Copy the lines of data below word for word, keeping every line in order. Leave out the pictures.

Collected data entries

-=-=-=-=-

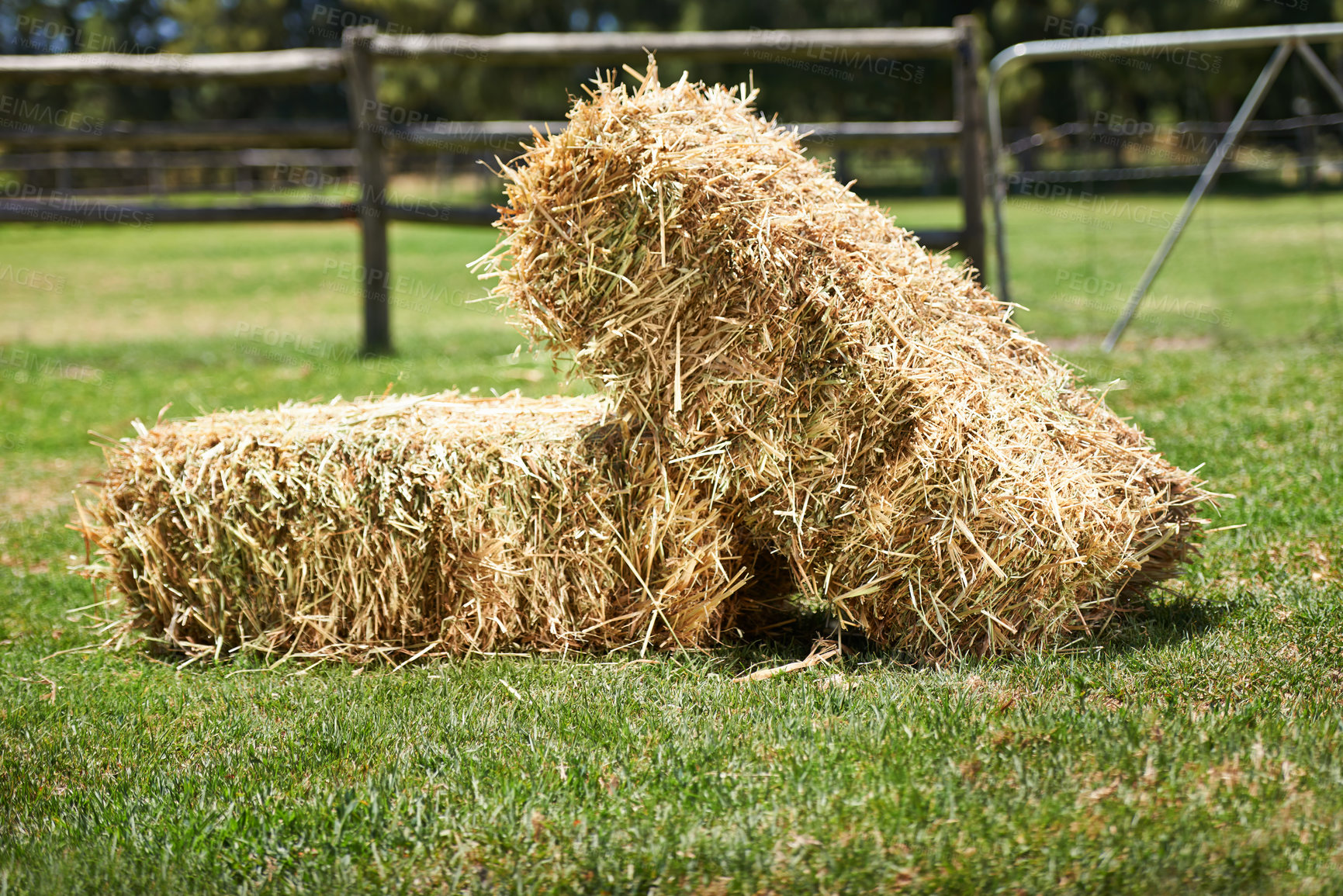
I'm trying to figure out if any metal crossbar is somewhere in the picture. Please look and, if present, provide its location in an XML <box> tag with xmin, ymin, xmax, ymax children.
<box><xmin>988</xmin><ymin>22</ymin><xmax>1343</xmax><ymax>352</ymax></box>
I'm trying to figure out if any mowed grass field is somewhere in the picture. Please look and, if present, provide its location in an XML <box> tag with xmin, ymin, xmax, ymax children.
<box><xmin>0</xmin><ymin>195</ymin><xmax>1343</xmax><ymax>894</ymax></box>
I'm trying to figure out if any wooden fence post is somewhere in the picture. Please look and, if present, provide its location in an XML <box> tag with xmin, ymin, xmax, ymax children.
<box><xmin>952</xmin><ymin>16</ymin><xmax>987</xmax><ymax>282</ymax></box>
<box><xmin>341</xmin><ymin>26</ymin><xmax>392</xmax><ymax>355</ymax></box>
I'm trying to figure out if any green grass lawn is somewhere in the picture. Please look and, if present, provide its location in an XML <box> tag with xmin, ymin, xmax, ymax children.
<box><xmin>0</xmin><ymin>196</ymin><xmax>1343</xmax><ymax>894</ymax></box>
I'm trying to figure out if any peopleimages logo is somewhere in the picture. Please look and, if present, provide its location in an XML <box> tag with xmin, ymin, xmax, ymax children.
<box><xmin>746</xmin><ymin>27</ymin><xmax>924</xmax><ymax>83</ymax></box>
<box><xmin>0</xmin><ymin>94</ymin><xmax>103</xmax><ymax>134</ymax></box>
<box><xmin>1045</xmin><ymin>16</ymin><xmax>1222</xmax><ymax>75</ymax></box>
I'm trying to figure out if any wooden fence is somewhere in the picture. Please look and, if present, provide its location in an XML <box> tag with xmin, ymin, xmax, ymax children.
<box><xmin>0</xmin><ymin>22</ymin><xmax>986</xmax><ymax>353</ymax></box>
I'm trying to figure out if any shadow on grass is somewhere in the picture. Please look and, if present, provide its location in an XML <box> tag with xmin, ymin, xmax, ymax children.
<box><xmin>1095</xmin><ymin>595</ymin><xmax>1241</xmax><ymax>657</ymax></box>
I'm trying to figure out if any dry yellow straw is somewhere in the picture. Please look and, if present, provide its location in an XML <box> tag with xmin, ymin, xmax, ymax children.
<box><xmin>479</xmin><ymin>61</ymin><xmax>1210</xmax><ymax>657</ymax></box>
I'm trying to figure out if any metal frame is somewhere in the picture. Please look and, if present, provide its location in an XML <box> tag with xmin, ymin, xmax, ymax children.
<box><xmin>988</xmin><ymin>22</ymin><xmax>1343</xmax><ymax>352</ymax></box>
<box><xmin>0</xmin><ymin>24</ymin><xmax>987</xmax><ymax>353</ymax></box>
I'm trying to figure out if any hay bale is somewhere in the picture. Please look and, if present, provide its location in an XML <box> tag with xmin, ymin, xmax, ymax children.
<box><xmin>479</xmin><ymin>61</ymin><xmax>1209</xmax><ymax>656</ymax></box>
<box><xmin>88</xmin><ymin>393</ymin><xmax>764</xmax><ymax>657</ymax></box>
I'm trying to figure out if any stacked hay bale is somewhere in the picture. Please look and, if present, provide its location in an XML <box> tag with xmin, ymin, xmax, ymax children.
<box><xmin>88</xmin><ymin>393</ymin><xmax>770</xmax><ymax>659</ymax></box>
<box><xmin>481</xmin><ymin>64</ymin><xmax>1209</xmax><ymax>656</ymax></box>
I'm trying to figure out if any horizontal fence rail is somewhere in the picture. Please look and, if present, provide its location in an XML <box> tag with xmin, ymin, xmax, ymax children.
<box><xmin>0</xmin><ymin>47</ymin><xmax>345</xmax><ymax>85</ymax></box>
<box><xmin>987</xmin><ymin>22</ymin><xmax>1343</xmax><ymax>352</ymax></box>
<box><xmin>368</xmin><ymin>28</ymin><xmax>961</xmax><ymax>64</ymax></box>
<box><xmin>0</xmin><ymin>22</ymin><xmax>986</xmax><ymax>352</ymax></box>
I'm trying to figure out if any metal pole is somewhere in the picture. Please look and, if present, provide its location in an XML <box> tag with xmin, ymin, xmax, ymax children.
<box><xmin>1296</xmin><ymin>40</ymin><xmax>1343</xmax><ymax>106</ymax></box>
<box><xmin>341</xmin><ymin>26</ymin><xmax>392</xmax><ymax>355</ymax></box>
<box><xmin>1101</xmin><ymin>40</ymin><xmax>1296</xmax><ymax>352</ymax></box>
<box><xmin>952</xmin><ymin>16</ymin><xmax>987</xmax><ymax>282</ymax></box>
<box><xmin>988</xmin><ymin>68</ymin><xmax>1011</xmax><ymax>306</ymax></box>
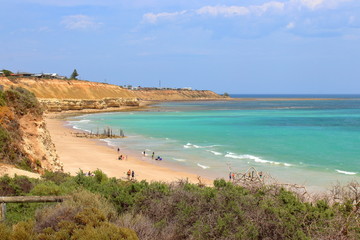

-=-=-=-=-

Reply
I'm trying to figure out if any metal crossbar is somewhere in the picture. Please look and, if present, provide its location in an XML <box> tag with xmin, ymin, xmax, ymax children.
<box><xmin>988</xmin><ymin>22</ymin><xmax>1343</xmax><ymax>352</ymax></box>
I'm trying to figure out if any mowed grass field is somewhere in the picture. Please look and, if present, provide its location in an XML <box> tag with xmin, ymin, xmax, ymax children.
<box><xmin>0</xmin><ymin>195</ymin><xmax>1343</xmax><ymax>894</ymax></box>
I'm trying to figure out if any wooden fence post is somewhere in the picture. Please look and, if present, provide its location in an XML <box> tag with xmin, ymin, xmax, ymax children.
<box><xmin>952</xmin><ymin>16</ymin><xmax>987</xmax><ymax>282</ymax></box>
<box><xmin>341</xmin><ymin>26</ymin><xmax>392</xmax><ymax>355</ymax></box>
I'm trying to figure out if any green grass lawn is somewhere in the picture. Please look and, if present, provide its location in an XML <box> tag with xmin, ymin, xmax, ymax children.
<box><xmin>0</xmin><ymin>196</ymin><xmax>1343</xmax><ymax>894</ymax></box>
I'm trying to figure out if any peopleimages logo is somewhere in the picture. Please look and, if present, provide its location in an XML <box> tag with xmin, ymin, xmax, ymax children.
<box><xmin>746</xmin><ymin>27</ymin><xmax>924</xmax><ymax>83</ymax></box>
<box><xmin>0</xmin><ymin>94</ymin><xmax>103</xmax><ymax>134</ymax></box>
<box><xmin>1045</xmin><ymin>16</ymin><xmax>1222</xmax><ymax>75</ymax></box>
I'm trying to figure out if any wooden fence is somewhere in the picture. Please look and, if present, provide its location in an XML <box> tag with xmin, ymin, xmax, ymax children.
<box><xmin>0</xmin><ymin>22</ymin><xmax>986</xmax><ymax>353</ymax></box>
I'm trying to figure out if any shadow on grass is somewhere in the picture. Please look and, if present, provide its location in an XML <box> tag with xmin, ymin, xmax, ymax children.
<box><xmin>1095</xmin><ymin>595</ymin><xmax>1241</xmax><ymax>657</ymax></box>
I'm trying to figure out if any dry yellow straw is somewhere in the picture. Please look and, if present, provide its location in an XML <box> tag with xmin, ymin, xmax, ymax children.
<box><xmin>479</xmin><ymin>61</ymin><xmax>1210</xmax><ymax>657</ymax></box>
I'm trying to figure out if any metal frame is somewhere in the picture. Please look and, if present, provide its location in an XML <box> tag with xmin, ymin, xmax, ymax children.
<box><xmin>988</xmin><ymin>22</ymin><xmax>1343</xmax><ymax>352</ymax></box>
<box><xmin>0</xmin><ymin>24</ymin><xmax>987</xmax><ymax>353</ymax></box>
I'm trying to figure out if any hay bale is somewhere in the picture. Please look and, if present, provide its location in an XML <box> tag with xmin, ymin, xmax, ymax children.
<box><xmin>479</xmin><ymin>61</ymin><xmax>1209</xmax><ymax>656</ymax></box>
<box><xmin>88</xmin><ymin>393</ymin><xmax>764</xmax><ymax>657</ymax></box>
I'm trying to figure out if any stacked hay bale is somewhere in the picture. Please look and, if present, provide its location in an XML <box> tag with xmin, ymin, xmax, ymax children.
<box><xmin>88</xmin><ymin>393</ymin><xmax>770</xmax><ymax>659</ymax></box>
<box><xmin>481</xmin><ymin>64</ymin><xmax>1209</xmax><ymax>656</ymax></box>
I'm trying to figure out if any horizontal fence rail is somewhere in the picture. Please look and, if present, provide its location in an XML <box> tag with xmin, ymin, xmax, ymax children.
<box><xmin>0</xmin><ymin>47</ymin><xmax>345</xmax><ymax>85</ymax></box>
<box><xmin>987</xmin><ymin>22</ymin><xmax>1343</xmax><ymax>352</ymax></box>
<box><xmin>368</xmin><ymin>28</ymin><xmax>961</xmax><ymax>64</ymax></box>
<box><xmin>0</xmin><ymin>22</ymin><xmax>986</xmax><ymax>352</ymax></box>
I'm trying to figure out if any metal pole is somewhere in the picture. Please look and, if present, provide its location in an XML <box> tag with xmin, ymin, xmax, ymax children.
<box><xmin>1296</xmin><ymin>40</ymin><xmax>1343</xmax><ymax>106</ymax></box>
<box><xmin>341</xmin><ymin>26</ymin><xmax>392</xmax><ymax>355</ymax></box>
<box><xmin>1101</xmin><ymin>40</ymin><xmax>1296</xmax><ymax>352</ymax></box>
<box><xmin>952</xmin><ymin>16</ymin><xmax>987</xmax><ymax>282</ymax></box>
<box><xmin>988</xmin><ymin>68</ymin><xmax>1011</xmax><ymax>306</ymax></box>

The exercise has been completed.